Problem details:
Give again the lines from the line with "Q: Mark a point on every instance of the blue" to the last line of the records, exactly and in full. Do not carry over any pictures.

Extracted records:
::::::
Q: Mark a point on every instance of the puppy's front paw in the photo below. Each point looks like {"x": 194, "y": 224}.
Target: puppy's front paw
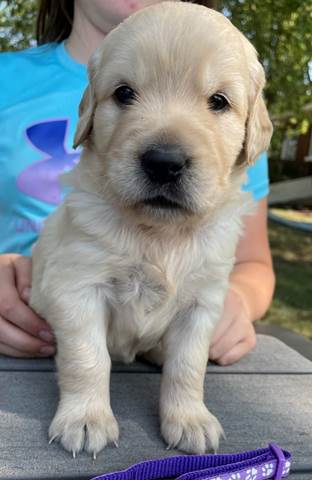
{"x": 90, "y": 428}
{"x": 191, "y": 428}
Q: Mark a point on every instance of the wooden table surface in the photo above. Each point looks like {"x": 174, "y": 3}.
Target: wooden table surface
{"x": 267, "y": 396}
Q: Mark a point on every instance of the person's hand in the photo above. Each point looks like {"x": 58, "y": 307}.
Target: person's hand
{"x": 22, "y": 332}
{"x": 235, "y": 334}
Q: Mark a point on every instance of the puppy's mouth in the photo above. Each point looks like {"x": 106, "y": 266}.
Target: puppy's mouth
{"x": 162, "y": 202}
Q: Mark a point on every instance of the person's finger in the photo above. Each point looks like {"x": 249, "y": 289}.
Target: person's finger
{"x": 16, "y": 338}
{"x": 231, "y": 337}
{"x": 13, "y": 309}
{"x": 237, "y": 352}
{"x": 16, "y": 312}
{"x": 12, "y": 352}
{"x": 22, "y": 266}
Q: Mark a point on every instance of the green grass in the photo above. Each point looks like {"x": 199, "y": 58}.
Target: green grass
{"x": 292, "y": 257}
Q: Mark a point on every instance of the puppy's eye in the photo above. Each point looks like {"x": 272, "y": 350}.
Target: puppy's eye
{"x": 218, "y": 102}
{"x": 124, "y": 95}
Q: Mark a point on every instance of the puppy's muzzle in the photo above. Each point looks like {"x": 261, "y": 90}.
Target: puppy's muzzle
{"x": 164, "y": 163}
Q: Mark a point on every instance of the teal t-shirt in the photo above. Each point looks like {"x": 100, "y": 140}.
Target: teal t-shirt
{"x": 40, "y": 90}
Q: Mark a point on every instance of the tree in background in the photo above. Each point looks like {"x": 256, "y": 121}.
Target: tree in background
{"x": 281, "y": 31}
{"x": 17, "y": 24}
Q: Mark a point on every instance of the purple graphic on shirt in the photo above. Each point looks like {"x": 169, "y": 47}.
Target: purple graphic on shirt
{"x": 40, "y": 180}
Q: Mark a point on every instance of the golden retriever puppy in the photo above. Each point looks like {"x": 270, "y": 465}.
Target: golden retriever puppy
{"x": 137, "y": 258}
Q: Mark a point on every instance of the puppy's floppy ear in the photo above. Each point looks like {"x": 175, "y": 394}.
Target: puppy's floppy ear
{"x": 87, "y": 106}
{"x": 258, "y": 127}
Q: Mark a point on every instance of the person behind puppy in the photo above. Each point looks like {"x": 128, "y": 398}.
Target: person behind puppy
{"x": 39, "y": 112}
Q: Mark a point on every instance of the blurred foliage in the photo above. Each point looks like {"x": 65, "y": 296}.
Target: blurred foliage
{"x": 17, "y": 24}
{"x": 281, "y": 31}
{"x": 292, "y": 258}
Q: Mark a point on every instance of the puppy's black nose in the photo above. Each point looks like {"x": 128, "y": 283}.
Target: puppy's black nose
{"x": 164, "y": 163}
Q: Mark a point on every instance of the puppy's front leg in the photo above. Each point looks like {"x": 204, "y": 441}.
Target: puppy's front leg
{"x": 84, "y": 418}
{"x": 185, "y": 421}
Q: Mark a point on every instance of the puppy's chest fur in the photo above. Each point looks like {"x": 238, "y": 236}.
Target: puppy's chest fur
{"x": 143, "y": 302}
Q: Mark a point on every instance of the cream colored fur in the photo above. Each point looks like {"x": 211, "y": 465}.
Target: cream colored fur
{"x": 115, "y": 278}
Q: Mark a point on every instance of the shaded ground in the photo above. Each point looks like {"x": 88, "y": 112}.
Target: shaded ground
{"x": 292, "y": 256}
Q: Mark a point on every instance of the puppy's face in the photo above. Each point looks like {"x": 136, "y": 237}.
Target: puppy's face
{"x": 174, "y": 101}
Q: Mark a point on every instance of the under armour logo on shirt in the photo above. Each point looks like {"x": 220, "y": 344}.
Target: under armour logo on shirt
{"x": 40, "y": 180}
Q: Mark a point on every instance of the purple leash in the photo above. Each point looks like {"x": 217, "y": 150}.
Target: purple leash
{"x": 266, "y": 463}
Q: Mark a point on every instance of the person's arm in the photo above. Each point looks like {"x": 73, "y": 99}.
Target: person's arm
{"x": 251, "y": 289}
{"x": 22, "y": 332}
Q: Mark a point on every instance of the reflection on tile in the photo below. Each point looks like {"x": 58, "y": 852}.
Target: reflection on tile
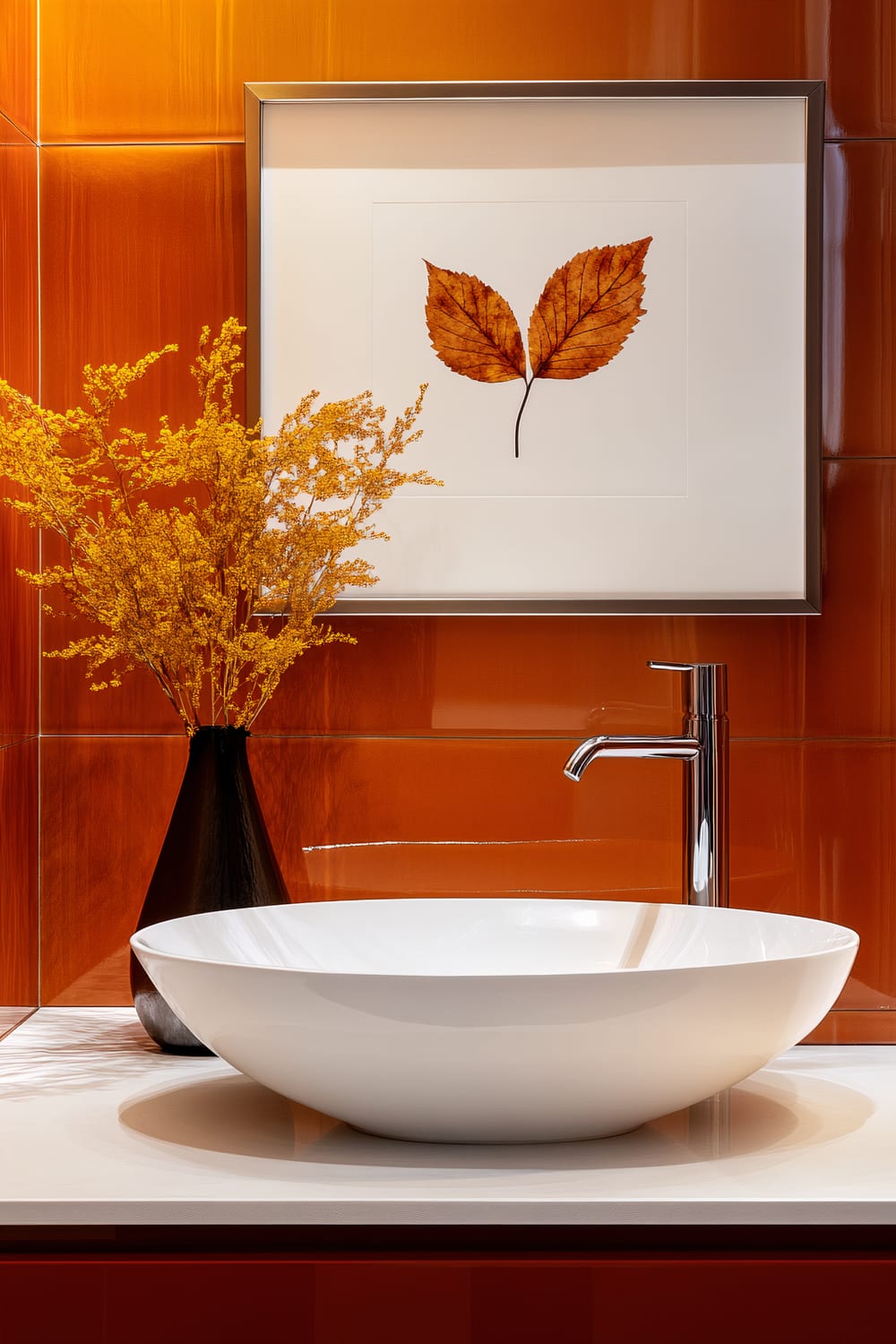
{"x": 19, "y": 874}
{"x": 860, "y": 324}
{"x": 19, "y": 655}
{"x": 19, "y": 65}
{"x": 139, "y": 247}
{"x": 810, "y": 833}
{"x": 174, "y": 69}
{"x": 107, "y": 803}
{"x": 105, "y": 806}
{"x": 538, "y": 675}
{"x": 19, "y": 266}
{"x": 855, "y": 1029}
{"x": 850, "y": 650}
{"x": 823, "y": 812}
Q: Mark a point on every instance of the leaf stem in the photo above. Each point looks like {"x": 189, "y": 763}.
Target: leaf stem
{"x": 516, "y": 430}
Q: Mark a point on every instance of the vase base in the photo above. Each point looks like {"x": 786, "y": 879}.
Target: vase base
{"x": 168, "y": 1048}
{"x": 164, "y": 1026}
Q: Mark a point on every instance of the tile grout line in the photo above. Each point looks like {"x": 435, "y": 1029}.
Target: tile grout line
{"x": 39, "y": 771}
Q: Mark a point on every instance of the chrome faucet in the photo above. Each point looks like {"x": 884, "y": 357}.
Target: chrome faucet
{"x": 704, "y": 749}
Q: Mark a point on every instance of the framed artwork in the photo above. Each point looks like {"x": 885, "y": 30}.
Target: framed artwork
{"x": 611, "y": 292}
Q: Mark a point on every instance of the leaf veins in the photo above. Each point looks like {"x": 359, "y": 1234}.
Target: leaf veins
{"x": 587, "y": 309}
{"x": 473, "y": 328}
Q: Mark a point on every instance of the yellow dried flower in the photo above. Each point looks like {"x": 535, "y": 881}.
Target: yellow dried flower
{"x": 174, "y": 583}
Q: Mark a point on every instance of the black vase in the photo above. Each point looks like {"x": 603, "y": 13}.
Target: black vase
{"x": 217, "y": 855}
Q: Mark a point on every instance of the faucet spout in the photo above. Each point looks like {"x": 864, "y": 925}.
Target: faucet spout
{"x": 676, "y": 749}
{"x": 702, "y": 746}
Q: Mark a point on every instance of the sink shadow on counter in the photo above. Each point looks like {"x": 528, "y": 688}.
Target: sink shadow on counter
{"x": 237, "y": 1117}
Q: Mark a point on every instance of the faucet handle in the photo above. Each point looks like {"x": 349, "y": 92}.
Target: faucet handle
{"x": 705, "y": 688}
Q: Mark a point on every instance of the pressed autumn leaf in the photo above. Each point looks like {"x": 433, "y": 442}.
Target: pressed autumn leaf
{"x": 586, "y": 312}
{"x": 473, "y": 328}
{"x": 587, "y": 309}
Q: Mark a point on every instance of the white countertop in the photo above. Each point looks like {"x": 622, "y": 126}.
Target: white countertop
{"x": 99, "y": 1128}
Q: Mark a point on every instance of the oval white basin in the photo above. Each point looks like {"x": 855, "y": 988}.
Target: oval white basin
{"x": 497, "y": 1021}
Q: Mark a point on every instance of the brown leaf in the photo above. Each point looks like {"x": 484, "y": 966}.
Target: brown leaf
{"x": 471, "y": 327}
{"x": 587, "y": 309}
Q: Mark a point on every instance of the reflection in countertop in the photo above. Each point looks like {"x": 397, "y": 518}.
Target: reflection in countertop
{"x": 99, "y": 1126}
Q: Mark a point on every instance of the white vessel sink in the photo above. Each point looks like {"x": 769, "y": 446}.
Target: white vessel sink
{"x": 497, "y": 1021}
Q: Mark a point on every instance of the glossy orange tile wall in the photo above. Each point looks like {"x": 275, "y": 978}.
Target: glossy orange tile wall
{"x": 454, "y": 730}
{"x": 19, "y": 650}
{"x": 19, "y": 65}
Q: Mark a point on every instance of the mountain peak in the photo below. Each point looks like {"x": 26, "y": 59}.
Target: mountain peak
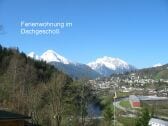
{"x": 109, "y": 62}
{"x": 108, "y": 65}
{"x": 52, "y": 56}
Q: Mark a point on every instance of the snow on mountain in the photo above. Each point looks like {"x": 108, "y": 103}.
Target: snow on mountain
{"x": 108, "y": 65}
{"x": 157, "y": 65}
{"x": 33, "y": 56}
{"x": 111, "y": 63}
{"x": 52, "y": 56}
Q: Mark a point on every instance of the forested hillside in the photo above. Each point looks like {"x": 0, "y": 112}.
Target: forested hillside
{"x": 37, "y": 89}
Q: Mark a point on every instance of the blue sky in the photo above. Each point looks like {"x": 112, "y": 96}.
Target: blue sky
{"x": 133, "y": 30}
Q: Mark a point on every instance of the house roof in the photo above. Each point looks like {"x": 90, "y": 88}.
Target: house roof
{"x": 158, "y": 121}
{"x": 5, "y": 115}
{"x": 134, "y": 98}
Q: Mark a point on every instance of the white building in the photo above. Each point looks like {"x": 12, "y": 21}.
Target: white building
{"x": 157, "y": 122}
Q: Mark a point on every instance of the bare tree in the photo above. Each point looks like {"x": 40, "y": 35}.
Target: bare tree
{"x": 56, "y": 97}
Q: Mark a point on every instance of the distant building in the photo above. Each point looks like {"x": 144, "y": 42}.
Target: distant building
{"x": 134, "y": 101}
{"x": 13, "y": 119}
{"x": 157, "y": 122}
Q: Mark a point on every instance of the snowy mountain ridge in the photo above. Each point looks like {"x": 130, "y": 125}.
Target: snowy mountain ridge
{"x": 108, "y": 65}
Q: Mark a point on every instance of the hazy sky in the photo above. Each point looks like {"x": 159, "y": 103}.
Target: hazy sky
{"x": 133, "y": 30}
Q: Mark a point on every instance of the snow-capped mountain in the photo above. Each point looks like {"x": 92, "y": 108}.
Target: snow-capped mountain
{"x": 75, "y": 70}
{"x": 33, "y": 55}
{"x": 52, "y": 56}
{"x": 157, "y": 65}
{"x": 108, "y": 65}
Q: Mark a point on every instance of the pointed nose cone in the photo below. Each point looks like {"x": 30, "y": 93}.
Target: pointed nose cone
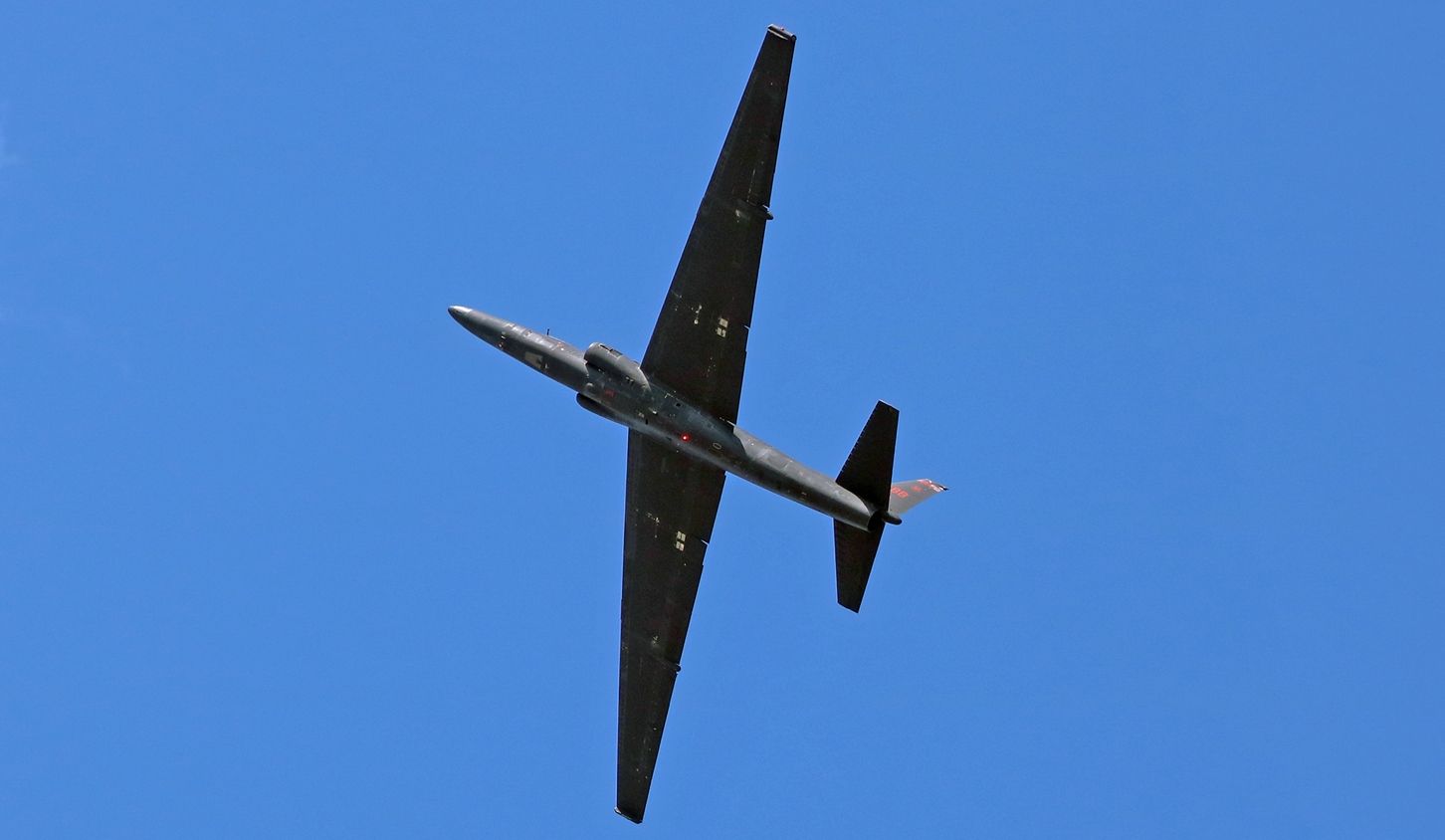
{"x": 480, "y": 324}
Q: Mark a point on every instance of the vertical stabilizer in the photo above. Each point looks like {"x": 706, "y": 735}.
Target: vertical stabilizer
{"x": 867, "y": 473}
::::::
Correct answer:
Q: Mark a point on every instance of the blue sky in the photo above. Each point looks like {"x": 112, "y": 96}.
Target: blue sky
{"x": 133, "y": 30}
Q: Mark a point on every instance of the house roof in the photo above. Each point looks like {"x": 90, "y": 88}.
Target: house roof
{"x": 158, "y": 121}
{"x": 5, "y": 115}
{"x": 134, "y": 98}
Q: Mark a point on every instance of the white building in the photo above. Each point looks like {"x": 12, "y": 21}.
Target: white building
{"x": 157, "y": 122}
Q: Mark a point on every instance of the bare tree in the photo above. Each point looks like {"x": 40, "y": 35}.
Target: bare tree
{"x": 56, "y": 97}
Q: Mark a point on every instance of the distant building in the photo above. Each point looks like {"x": 144, "y": 42}.
Target: distant building
{"x": 134, "y": 101}
{"x": 13, "y": 119}
{"x": 157, "y": 122}
Q: Mark a point on every instance of the snowy mountain ridge in the photo above. Each point looks like {"x": 130, "y": 125}.
Target: snowy mountain ridge
{"x": 108, "y": 65}
Q: Mark a point on every instance of the hazy sky in the photo above. Each point looks like {"x": 159, "y": 103}.
Target: hazy sky
{"x": 133, "y": 30}
Q: Mark a point on every instance of the snow-capped mountain in the photo above. Each point looks like {"x": 92, "y": 108}.
Target: snow-capped mountain
{"x": 75, "y": 70}
{"x": 33, "y": 55}
{"x": 52, "y": 56}
{"x": 157, "y": 65}
{"x": 108, "y": 65}
Q: Mark a point on every instance of the pointed nose cone in the photo below. Each point looks like {"x": 30, "y": 93}.
Target: pointed nose cone
{"x": 480, "y": 324}
Q: Mark a point on every instance of the vertical stabilizer in the photo above. Each point looks like {"x": 706, "y": 735}.
Target: vertical stabilizer
{"x": 867, "y": 473}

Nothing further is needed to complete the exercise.